**Objective A:** In the essay on letters of recommendation, what sport did the author's male classmates play with senior professors?

-- BEGIN Extracted text --

For scholars who are “likable” — those who reflect the dominant culture and fit neatly into the mold of senior scholars eager to mentor them — I suspect this is rather easy. When I was a graduate student, my male classmates played squash with senior professors, took them out for a celebratory drink after completing comprehensive exams and invited them over for dinner. None of these avenues of getting to know professors seemed open to me. If I, as a woman, asked a senior professor (quite likely a man) out for a drink, the cultural subtext would be very different. That meant that when it was time to ask for letters of recommendation, the male professors knew Tom, Dick and Harry quite well, while they might not recall a paper I had written.

Marginalized scholars often face an uphill battle in finding mentors, and that can be reflected in letters of recommendation that have enormous importance in opening doors throughout their careers. Thus, in this essay, I provide concrete tips for soliciting strong letters of recommendation, specifically for my fellow marginalized scholars.

Selecting Recommenders

Often a scholar is asked to provide more than one letter of recommendation. As you consider whom to ask, keep in mind that you will want people who can speak to different parts of your experience or different strengths. You will also want to make sure that your recommenders are from diverse backgrounds and varied specializations or research areas.

Unfortunately, having only women or only people of color will be a drawback in many situations. For those operating out of explicit or implicit (racial and/or gender) bias, this can pigeonhole a scholar into a particular niche and lessen the sense that they will contribute broadly to the field. In certain fields, it might be the case that having all white men write letters on your behalf would also be a drawback. Balance is likely key in whom you ask to write for you.

Asking for a Letter

When I ask someone for a recommendation, I try to do three things. First, I make clear why I am asking them, in particular, to write this letter on my behalf. Something along the lines of “Because we worked together in this capacity or on this project, you are able to speak to this specific skill, ability, strength or experience I have.” Second, I put them on the hook for a really strong letter. I ask them, specifically, if they could write a strong letter of recommendation for me.

Third, I give them a way out if they feel like they cannot write a really strong letter. My wording is something like this: “I am applying for X. They have asked for recommendation letters to be sent by X date. You know my work well from our past experience X, so I was wondering if you would be able to write a strong letter of recommendation for me. I know that you have a lot going on right now, so I understand if the timing does not work.” At least once, I have had a recommender use the back-out option, and I was glad. I would much prefer to be told no than to have a weak letter that could sabotage my entire application.

-- END Extracted text --
-- BEGIN Records to use --

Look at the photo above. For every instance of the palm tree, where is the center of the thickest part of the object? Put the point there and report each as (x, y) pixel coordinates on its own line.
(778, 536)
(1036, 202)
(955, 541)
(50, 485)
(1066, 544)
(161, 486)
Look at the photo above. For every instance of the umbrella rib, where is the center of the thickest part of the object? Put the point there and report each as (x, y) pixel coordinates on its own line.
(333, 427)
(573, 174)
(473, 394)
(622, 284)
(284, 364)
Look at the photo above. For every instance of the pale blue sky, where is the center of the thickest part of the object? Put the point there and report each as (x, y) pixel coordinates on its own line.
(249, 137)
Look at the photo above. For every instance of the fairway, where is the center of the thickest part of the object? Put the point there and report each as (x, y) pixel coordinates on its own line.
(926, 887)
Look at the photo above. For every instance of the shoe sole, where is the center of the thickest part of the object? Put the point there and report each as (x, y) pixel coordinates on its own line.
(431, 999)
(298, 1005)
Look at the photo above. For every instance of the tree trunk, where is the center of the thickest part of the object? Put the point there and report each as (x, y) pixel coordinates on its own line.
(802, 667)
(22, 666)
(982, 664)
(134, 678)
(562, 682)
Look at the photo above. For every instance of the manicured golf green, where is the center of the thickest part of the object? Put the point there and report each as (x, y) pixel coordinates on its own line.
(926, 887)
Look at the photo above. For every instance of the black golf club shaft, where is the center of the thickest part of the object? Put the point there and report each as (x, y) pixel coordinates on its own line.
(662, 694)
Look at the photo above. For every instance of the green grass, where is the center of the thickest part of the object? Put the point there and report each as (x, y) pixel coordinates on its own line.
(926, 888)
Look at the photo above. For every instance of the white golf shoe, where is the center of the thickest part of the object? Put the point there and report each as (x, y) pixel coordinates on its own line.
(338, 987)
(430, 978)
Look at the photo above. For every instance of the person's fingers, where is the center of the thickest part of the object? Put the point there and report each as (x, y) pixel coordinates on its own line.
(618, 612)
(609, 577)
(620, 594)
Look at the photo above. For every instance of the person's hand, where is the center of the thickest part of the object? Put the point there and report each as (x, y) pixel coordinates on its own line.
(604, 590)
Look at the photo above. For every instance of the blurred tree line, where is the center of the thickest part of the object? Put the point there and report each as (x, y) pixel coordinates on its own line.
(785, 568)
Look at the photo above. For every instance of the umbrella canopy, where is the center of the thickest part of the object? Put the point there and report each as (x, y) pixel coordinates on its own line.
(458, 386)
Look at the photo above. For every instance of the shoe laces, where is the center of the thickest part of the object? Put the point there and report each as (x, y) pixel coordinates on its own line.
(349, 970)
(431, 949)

-- END Records to use --

**Objective B:** Can you quote word for word the part of the records that opens with the line containing "Look at the photo above. For every instance of the green" and runs through the end of the records?

**Correct response A:** Squash.

**Correct response B:**
Look at the photo above. For every instance of the green grass, where is the center of the thickest part of the object? Put the point there and report each as (x, y) pixel coordinates on its own line.
(926, 888)
Look at the photo above. For every instance of the white golf shoe, where is the center of the thickest part of the object? Put the point there and report each as (x, y) pixel coordinates on its own line.
(338, 987)
(430, 978)
Look at the photo above. For every instance of the person's fingers, where is the center of the thickest part of the object? Put the point there and report each as (x, y) pixel coordinates on its own line.
(618, 612)
(609, 577)
(620, 594)
Look at the photo above. For every instance of the person's hand, where is the center of the thickest part of the object? Put the point there and report each as (x, y) pixel coordinates on its own line.
(604, 590)
Look at the photo above. For every instance of the blurred tree line, where is the center of the thickest part of the object? Put the point there and report each as (x, y) pixel coordinates on its own line.
(785, 568)
Look at the photo above. For every instance of the umbrella canopy, where is the center of the thickest part of the object? Put the point there and report each as (x, y) pixel coordinates on its own line.
(458, 386)
Look at the photo above. For every instance of the shoe laces, where is the center of the thickest part of the object? Put the point there and report each as (x, y) pixel coordinates on its own line.
(349, 970)
(431, 949)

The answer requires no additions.